» **What to produce**
Retype all of the records below verbatim, omitting the pictures.

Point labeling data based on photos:
** Start **

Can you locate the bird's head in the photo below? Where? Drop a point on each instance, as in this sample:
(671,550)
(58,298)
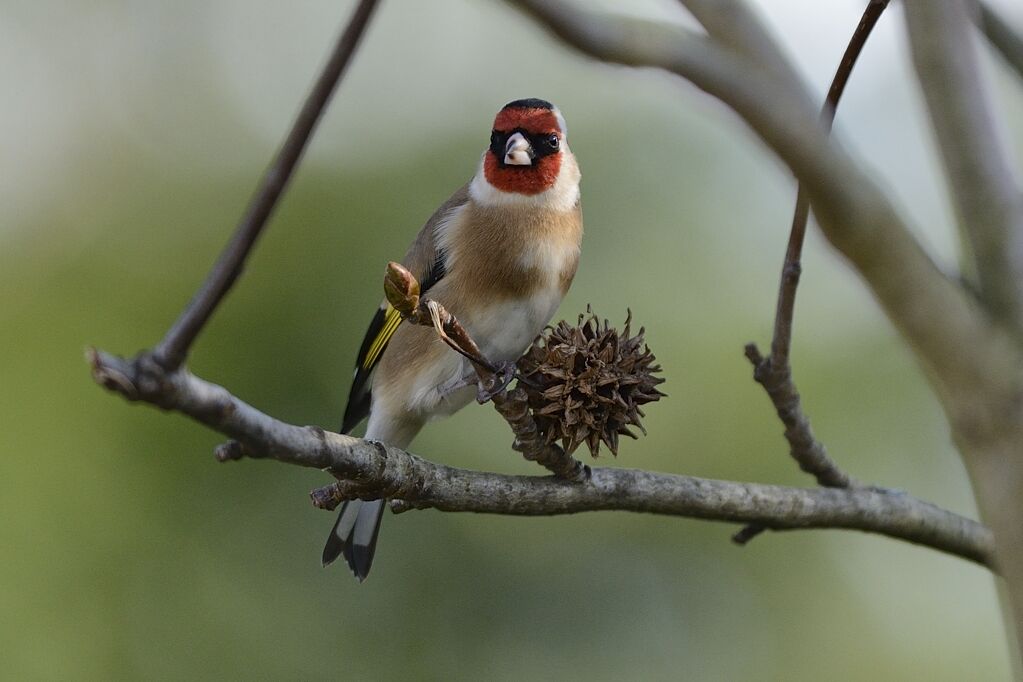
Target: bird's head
(528,157)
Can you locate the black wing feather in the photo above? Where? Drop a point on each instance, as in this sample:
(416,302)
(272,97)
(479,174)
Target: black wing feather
(360,395)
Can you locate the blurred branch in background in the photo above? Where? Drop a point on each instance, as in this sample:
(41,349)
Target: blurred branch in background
(374,470)
(1002,36)
(971,349)
(979,175)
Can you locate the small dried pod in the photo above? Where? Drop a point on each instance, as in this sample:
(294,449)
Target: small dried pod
(401,288)
(586,382)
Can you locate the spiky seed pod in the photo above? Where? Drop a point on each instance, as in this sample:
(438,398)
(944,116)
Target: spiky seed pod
(586,382)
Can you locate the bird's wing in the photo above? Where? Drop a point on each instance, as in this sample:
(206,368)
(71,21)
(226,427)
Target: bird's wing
(427,262)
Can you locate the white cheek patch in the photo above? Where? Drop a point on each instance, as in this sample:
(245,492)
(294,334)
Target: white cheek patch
(517,151)
(563,196)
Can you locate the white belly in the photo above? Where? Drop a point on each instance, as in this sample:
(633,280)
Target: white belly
(505,329)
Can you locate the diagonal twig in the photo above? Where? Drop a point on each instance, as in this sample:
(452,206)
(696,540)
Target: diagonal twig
(774,371)
(173,350)
(402,292)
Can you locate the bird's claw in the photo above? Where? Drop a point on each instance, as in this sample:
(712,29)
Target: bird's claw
(495,383)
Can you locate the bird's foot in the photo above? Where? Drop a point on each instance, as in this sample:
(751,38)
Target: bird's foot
(496,383)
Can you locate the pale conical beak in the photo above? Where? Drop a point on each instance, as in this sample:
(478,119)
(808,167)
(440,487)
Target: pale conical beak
(518,151)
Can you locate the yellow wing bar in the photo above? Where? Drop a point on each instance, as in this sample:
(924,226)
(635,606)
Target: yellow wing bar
(392,319)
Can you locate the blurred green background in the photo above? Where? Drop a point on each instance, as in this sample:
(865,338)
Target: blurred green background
(131,135)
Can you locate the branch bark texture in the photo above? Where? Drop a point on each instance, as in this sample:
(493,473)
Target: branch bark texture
(971,357)
(372,470)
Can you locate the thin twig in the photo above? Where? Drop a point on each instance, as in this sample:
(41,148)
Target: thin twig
(173,350)
(774,372)
(402,291)
(374,470)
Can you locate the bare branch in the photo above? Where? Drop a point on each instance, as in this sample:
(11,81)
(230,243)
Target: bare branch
(1002,36)
(979,172)
(774,372)
(373,470)
(734,25)
(402,292)
(173,350)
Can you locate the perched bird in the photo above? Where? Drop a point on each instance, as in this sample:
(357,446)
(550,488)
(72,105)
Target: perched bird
(499,255)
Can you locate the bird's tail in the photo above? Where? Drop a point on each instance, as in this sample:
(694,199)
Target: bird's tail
(354,534)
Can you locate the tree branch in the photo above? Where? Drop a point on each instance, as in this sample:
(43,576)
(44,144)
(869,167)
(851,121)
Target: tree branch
(1002,36)
(979,174)
(774,372)
(373,470)
(173,350)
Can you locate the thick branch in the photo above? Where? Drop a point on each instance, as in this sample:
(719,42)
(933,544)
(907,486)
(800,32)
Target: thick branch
(1002,36)
(978,170)
(373,470)
(962,351)
(173,350)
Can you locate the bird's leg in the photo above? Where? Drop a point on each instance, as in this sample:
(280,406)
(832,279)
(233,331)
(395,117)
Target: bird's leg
(496,382)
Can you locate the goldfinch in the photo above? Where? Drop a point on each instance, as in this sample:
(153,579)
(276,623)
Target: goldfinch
(499,255)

** End **

» **Task output**
Can you locate the bird's head in the photo below? Where? Drop a point on each instance, as in this sample:
(671,550)
(58,298)
Target: bird's head
(528,157)
Can you locate the black wing feather in the photo above? Where? Drop a point on each instance, as in this sample:
(416,302)
(272,97)
(479,174)
Target: black wing feather
(360,395)
Can you locate the blurred branch in background in the photo above? Where? Drop a point on each instance, as in this sample:
(41,349)
Target: blurred branch in background
(374,470)
(1002,36)
(971,349)
(979,175)
Can you locate the small dried pod in the photo above? Where? Drop a point on each instance, as in this sample:
(294,449)
Target: small dried pod
(401,288)
(586,382)
Can you locate the spiky seed pod in the photo above? Where? Drop a point on each instance, as in this sample:
(438,398)
(944,116)
Target: spiky seed pod
(586,382)
Can you locate the bird's wing in the photo above? Where? Drop a point on each instance, as in this sample:
(206,368)
(71,21)
(226,427)
Target: bird's wing
(427,262)
Can you locate the white cheek patch in the photo above? Where? Drop a point on each instance, as in this sample:
(245,492)
(294,334)
Target: white cheek patch
(517,151)
(563,196)
Can you locate the white belly in the photo above? Where? Drop a point on each instance, as in this sample:
(633,280)
Target: white belly
(505,329)
Can you locate the diagonal twig in the photo above? Where? Drop a point on each instance, as in this sample:
(452,206)
(696,540)
Target: diagonal twig
(774,371)
(173,350)
(402,292)
Can you locate the bird's claw in the photo above? Where? Drop a point on each instance, as in this sample:
(712,29)
Target: bird's claw
(495,383)
Can you locate the bird's foot in the photo above? Where? Drop a point on each instance, as in this sample:
(751,38)
Target: bird's foot
(496,383)
Can you locate the pale conical beak in the photo above? Where? Drop a point on each instance, as in this sample:
(478,119)
(808,167)
(440,487)
Target: pale conical beak
(518,151)
Can you locate the yellow wing bar in the photo above? Where? Drop a point on each instance, as in this sample:
(924,226)
(635,606)
Target: yellow wing bar
(392,319)
Can you locate the blurred green background in the photo above? Where? Drop a point on each instance, as in this sample:
(865,338)
Target: blurred green background
(131,135)
Can you locate the branch bark texture in the photo above? Where? Drop a point on each instance, as in this sample:
(493,473)
Target: branch bark texture
(971,357)
(372,470)
Can you locate the thin twig in the photo above? Where? Drop a point on each instance, as in this sample:
(41,148)
Target: thin twig
(173,350)
(774,372)
(402,291)
(374,470)
Can you locate the bare branch in the photo above? Where? Drop a point on each instance, as in this sample:
(11,81)
(230,243)
Target: bare branch
(1002,36)
(979,172)
(774,372)
(373,470)
(734,25)
(402,292)
(173,350)
Can you locate the perched bird in the photo above? Where? Drop a point on each instance, as in this sample:
(357,446)
(550,488)
(72,105)
Target: perched bird
(499,255)
Can you locate the bird's tail in the photo above? Where? Drop a point on each instance, as in this sample:
(694,199)
Target: bird's tail
(354,534)
Can you locate the tree branch in the photo above? Where? Drop a point on each instance, as in this sample:
(43,576)
(44,144)
(869,167)
(851,121)
Target: tree branch
(1002,36)
(979,174)
(774,372)
(373,470)
(173,350)
Can you locate the thick branch in the photo above? Where? Drop a point on each instance, as in this sample:
(719,42)
(933,544)
(907,486)
(800,32)
Target: thick branch
(1002,36)
(978,170)
(373,470)
(962,351)
(173,350)
Can you locate the bird's leg in the photo above? Where? Drop a point on each instance, as in this sample:
(280,406)
(832,279)
(233,331)
(395,117)
Target: bird's leg
(496,382)
Can you locate the goldfinch in the photo above? Where? Drop a point on each instance, as in this sample:
(153,579)
(276,623)
Target: goldfinch
(499,255)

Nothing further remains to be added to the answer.